Data for this exercise:
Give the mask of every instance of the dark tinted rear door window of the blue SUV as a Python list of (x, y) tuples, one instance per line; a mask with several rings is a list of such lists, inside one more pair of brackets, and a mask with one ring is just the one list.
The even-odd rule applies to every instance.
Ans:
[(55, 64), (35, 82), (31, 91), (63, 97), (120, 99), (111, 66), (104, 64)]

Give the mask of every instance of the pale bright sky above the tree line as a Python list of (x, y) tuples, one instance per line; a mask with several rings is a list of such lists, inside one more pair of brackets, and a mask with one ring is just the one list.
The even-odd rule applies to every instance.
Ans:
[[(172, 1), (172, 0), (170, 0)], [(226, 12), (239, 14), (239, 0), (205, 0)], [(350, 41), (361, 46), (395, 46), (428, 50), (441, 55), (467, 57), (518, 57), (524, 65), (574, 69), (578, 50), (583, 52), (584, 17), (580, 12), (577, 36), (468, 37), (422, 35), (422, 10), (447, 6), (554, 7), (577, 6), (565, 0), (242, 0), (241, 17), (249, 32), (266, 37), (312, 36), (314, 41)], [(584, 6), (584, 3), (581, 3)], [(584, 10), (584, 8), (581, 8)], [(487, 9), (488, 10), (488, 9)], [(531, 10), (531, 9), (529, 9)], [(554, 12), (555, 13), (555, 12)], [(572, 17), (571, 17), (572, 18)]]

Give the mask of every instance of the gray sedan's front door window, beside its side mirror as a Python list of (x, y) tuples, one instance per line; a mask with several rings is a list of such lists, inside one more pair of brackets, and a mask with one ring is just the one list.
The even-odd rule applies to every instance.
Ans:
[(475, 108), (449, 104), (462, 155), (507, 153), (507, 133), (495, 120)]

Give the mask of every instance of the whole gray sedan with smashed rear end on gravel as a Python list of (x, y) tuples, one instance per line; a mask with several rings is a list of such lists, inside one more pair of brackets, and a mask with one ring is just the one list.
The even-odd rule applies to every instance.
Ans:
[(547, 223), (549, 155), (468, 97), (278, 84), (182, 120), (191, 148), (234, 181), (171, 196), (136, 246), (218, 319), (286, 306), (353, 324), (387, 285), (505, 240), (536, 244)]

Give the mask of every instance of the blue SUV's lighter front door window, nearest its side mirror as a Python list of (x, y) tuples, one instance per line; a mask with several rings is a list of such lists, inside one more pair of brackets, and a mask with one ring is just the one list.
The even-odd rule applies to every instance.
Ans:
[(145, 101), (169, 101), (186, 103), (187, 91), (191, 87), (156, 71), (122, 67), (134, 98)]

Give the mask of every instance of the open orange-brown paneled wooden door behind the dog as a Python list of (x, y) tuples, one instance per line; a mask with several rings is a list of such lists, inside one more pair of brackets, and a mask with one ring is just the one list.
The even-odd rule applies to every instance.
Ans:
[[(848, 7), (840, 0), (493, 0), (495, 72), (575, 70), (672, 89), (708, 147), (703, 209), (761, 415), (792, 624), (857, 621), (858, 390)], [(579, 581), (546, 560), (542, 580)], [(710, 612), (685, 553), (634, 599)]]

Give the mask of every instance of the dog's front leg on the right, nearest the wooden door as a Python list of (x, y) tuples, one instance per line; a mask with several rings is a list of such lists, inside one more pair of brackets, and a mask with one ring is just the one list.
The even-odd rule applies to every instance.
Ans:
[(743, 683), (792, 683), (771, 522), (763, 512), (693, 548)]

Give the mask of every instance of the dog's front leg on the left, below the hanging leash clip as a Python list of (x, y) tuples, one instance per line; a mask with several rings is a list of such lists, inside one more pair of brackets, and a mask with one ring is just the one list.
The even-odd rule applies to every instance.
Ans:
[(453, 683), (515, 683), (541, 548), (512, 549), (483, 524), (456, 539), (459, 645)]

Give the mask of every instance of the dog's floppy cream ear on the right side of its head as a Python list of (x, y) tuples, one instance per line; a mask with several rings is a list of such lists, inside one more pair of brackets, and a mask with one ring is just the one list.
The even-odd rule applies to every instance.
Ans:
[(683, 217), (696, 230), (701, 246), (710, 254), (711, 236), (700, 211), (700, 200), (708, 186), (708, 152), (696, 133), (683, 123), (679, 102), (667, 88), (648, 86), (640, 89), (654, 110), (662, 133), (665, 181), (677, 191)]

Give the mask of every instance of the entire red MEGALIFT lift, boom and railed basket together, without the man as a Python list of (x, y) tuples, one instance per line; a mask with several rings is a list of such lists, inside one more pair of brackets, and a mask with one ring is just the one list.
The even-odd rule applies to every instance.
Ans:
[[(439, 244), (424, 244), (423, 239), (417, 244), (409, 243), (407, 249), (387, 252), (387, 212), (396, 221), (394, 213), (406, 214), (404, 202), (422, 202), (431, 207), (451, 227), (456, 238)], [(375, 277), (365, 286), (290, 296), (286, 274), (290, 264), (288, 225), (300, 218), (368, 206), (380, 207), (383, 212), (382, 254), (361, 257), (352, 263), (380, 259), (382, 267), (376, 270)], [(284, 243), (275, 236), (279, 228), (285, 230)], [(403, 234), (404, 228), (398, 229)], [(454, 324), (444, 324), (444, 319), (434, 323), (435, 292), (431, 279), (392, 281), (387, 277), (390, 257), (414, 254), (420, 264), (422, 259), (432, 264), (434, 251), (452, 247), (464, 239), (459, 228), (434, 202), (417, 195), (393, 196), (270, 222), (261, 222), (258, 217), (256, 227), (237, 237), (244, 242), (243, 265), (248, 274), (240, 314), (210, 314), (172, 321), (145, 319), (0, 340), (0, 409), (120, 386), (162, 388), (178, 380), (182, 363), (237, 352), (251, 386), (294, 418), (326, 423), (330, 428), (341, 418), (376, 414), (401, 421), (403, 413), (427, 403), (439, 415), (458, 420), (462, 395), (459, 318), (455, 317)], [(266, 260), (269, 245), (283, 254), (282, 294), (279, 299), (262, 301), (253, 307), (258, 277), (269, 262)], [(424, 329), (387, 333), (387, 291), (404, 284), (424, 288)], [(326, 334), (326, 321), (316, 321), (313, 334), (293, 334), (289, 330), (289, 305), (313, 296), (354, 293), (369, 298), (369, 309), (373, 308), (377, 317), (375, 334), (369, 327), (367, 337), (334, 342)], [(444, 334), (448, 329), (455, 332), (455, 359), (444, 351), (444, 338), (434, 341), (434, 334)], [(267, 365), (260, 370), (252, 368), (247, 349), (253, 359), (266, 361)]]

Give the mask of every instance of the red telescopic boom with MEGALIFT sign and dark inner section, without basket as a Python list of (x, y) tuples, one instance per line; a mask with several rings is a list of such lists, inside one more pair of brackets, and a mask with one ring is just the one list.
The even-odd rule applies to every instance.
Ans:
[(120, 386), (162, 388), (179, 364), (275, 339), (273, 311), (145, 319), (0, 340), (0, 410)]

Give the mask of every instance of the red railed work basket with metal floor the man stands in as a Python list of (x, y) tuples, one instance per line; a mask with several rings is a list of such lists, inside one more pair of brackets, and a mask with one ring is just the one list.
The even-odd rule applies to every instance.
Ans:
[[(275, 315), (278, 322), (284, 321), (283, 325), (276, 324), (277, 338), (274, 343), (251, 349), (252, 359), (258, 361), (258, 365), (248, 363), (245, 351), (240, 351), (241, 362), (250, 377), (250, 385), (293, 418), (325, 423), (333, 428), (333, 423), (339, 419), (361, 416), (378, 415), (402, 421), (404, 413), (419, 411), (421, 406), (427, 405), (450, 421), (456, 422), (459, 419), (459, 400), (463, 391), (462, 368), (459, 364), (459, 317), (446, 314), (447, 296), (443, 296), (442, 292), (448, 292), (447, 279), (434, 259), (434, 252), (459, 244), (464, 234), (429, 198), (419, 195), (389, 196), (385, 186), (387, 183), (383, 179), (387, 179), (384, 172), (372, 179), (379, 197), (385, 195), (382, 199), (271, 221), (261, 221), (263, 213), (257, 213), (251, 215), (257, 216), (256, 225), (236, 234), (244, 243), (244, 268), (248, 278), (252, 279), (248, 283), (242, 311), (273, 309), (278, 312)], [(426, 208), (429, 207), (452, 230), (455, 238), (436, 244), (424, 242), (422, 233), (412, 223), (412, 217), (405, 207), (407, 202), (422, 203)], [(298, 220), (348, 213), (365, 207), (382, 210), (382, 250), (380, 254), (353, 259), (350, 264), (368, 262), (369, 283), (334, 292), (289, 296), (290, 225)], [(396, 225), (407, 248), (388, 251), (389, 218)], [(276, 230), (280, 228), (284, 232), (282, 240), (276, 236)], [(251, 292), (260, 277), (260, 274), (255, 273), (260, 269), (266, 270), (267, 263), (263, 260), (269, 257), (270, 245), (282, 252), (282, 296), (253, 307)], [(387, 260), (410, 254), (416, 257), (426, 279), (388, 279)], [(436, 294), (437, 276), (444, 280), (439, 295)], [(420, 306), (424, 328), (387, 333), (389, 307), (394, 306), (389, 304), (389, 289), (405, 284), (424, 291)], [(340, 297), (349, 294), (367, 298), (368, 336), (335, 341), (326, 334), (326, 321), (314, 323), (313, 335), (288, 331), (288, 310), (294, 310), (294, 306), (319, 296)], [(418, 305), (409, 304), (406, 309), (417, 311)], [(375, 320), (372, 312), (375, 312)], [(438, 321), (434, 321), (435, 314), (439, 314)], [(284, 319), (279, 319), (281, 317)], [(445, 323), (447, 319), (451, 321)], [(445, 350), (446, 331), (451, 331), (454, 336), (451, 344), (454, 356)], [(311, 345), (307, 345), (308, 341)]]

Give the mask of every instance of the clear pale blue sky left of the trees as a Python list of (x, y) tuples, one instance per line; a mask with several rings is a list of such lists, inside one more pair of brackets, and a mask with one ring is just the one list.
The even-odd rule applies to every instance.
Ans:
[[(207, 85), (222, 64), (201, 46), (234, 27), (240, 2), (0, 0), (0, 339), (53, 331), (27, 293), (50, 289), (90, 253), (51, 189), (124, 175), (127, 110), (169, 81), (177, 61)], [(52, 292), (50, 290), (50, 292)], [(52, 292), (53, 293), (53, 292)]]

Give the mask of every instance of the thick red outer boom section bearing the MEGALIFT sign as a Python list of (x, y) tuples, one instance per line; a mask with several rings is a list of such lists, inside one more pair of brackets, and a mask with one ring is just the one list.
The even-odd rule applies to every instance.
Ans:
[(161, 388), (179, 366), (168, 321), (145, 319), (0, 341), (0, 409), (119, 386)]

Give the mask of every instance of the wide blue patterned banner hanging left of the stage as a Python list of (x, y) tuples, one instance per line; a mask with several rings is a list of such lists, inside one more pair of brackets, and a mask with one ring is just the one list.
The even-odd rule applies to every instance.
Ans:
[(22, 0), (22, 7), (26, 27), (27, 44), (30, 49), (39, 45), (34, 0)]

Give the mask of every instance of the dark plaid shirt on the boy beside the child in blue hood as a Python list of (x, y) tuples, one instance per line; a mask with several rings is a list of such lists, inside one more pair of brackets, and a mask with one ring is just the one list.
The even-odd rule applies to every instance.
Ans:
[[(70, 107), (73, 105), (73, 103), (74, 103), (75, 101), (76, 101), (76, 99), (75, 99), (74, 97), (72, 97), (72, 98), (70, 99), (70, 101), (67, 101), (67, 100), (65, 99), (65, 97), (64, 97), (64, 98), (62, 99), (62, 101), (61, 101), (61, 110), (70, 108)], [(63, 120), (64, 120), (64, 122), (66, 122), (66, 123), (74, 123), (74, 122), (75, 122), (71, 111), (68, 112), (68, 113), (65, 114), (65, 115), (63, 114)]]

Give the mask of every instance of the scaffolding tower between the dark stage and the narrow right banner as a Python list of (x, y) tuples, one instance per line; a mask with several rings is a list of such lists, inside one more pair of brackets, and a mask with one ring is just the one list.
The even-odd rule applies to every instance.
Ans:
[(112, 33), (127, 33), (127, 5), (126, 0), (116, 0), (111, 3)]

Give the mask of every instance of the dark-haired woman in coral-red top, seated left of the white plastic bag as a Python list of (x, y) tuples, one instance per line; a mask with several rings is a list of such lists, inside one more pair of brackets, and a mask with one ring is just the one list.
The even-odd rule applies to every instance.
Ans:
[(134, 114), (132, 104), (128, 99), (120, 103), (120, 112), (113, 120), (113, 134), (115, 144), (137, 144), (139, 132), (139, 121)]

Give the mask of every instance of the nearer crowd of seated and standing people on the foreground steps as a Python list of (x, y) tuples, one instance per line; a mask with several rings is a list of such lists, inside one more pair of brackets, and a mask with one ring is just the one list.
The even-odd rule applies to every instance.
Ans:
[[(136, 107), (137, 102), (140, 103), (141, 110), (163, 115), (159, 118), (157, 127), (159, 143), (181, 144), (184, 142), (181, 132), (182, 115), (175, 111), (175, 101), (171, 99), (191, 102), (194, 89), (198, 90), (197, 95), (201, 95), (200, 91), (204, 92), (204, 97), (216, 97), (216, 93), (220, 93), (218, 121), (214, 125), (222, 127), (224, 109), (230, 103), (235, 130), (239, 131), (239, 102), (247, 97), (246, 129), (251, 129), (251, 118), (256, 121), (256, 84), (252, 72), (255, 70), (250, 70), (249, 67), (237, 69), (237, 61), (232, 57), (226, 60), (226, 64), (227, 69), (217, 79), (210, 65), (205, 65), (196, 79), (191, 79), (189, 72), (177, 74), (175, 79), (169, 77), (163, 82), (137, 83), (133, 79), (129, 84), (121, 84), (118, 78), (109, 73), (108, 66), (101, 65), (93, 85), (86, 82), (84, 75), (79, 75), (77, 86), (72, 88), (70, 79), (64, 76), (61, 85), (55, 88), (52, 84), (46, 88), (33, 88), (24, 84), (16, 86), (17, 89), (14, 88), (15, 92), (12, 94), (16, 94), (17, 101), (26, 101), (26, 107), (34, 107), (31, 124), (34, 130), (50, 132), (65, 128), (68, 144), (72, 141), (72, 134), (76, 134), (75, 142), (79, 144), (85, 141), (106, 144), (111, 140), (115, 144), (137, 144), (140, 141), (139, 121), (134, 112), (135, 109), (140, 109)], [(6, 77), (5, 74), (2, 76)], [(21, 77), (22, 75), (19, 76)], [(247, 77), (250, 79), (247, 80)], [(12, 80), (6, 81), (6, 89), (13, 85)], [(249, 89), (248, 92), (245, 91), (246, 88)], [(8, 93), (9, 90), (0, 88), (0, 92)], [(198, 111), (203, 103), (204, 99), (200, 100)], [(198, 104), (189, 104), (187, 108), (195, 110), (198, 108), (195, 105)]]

Your objective: Go through the entries above and report each line with the string "dark" in it.

Your solution:
Give the mask of every instance of the dark tinted rear door window of the blue SUV as a Python list of (x, y) tuples, one instance per line; a mask with several rings is a list of such lists, inside one more pair of brackets, and a mask with one ring is just the one list.
Give the mask of every instance of the red telescopic boom with MEGALIFT sign and dark inner section, without basket as a Python list of (x, y) tuples, one instance per line; a mask with several rings is a list of such lists, inside one more pair of brackets, and a mask with one ring is just the one list.
Give the mask of every instance of the dark plaid shirt on the boy beside the child in blue hood as a Python list of (x, y) tuples, one instance per line; a mask with several rings is a list of such lists, inside one more pair of brackets, and a mask with one ring is just the one list.
Give the mask of every instance of the scaffolding tower between the dark stage and the narrow right banner as a Python list of (x, y) tuples, one instance per line; a mask with several rings is a list of such lists, inside one more pair of brackets, and a mask with one ring is just the one list.
Give the mask of every instance of the dark-haired woman in coral-red top, seated left of the white plastic bag as a Python list of (x, y) tuples, one instance per line; a mask with several rings is a list of such lists, inside one more pair of brackets, and a mask with one ring is just the one list.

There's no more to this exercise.